TASK OBJECTIVE
Retype every line of the data below without any changes, but leave the pictures out.

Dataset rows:
====

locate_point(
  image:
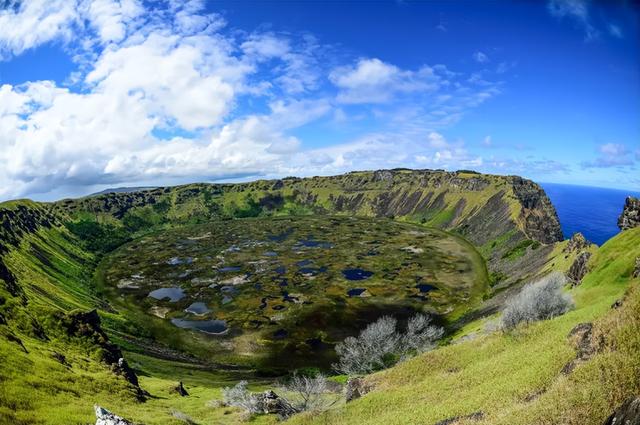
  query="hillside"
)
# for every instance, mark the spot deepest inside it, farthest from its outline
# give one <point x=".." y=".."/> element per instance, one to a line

====

RESPONSE TO THIS TASK
locate_point(
  image:
  query="hillside"
)
# for every instance, mark the spot deepest inside it, farthest from its outline
# give one <point x=".." y=".."/> element per instance, one to a line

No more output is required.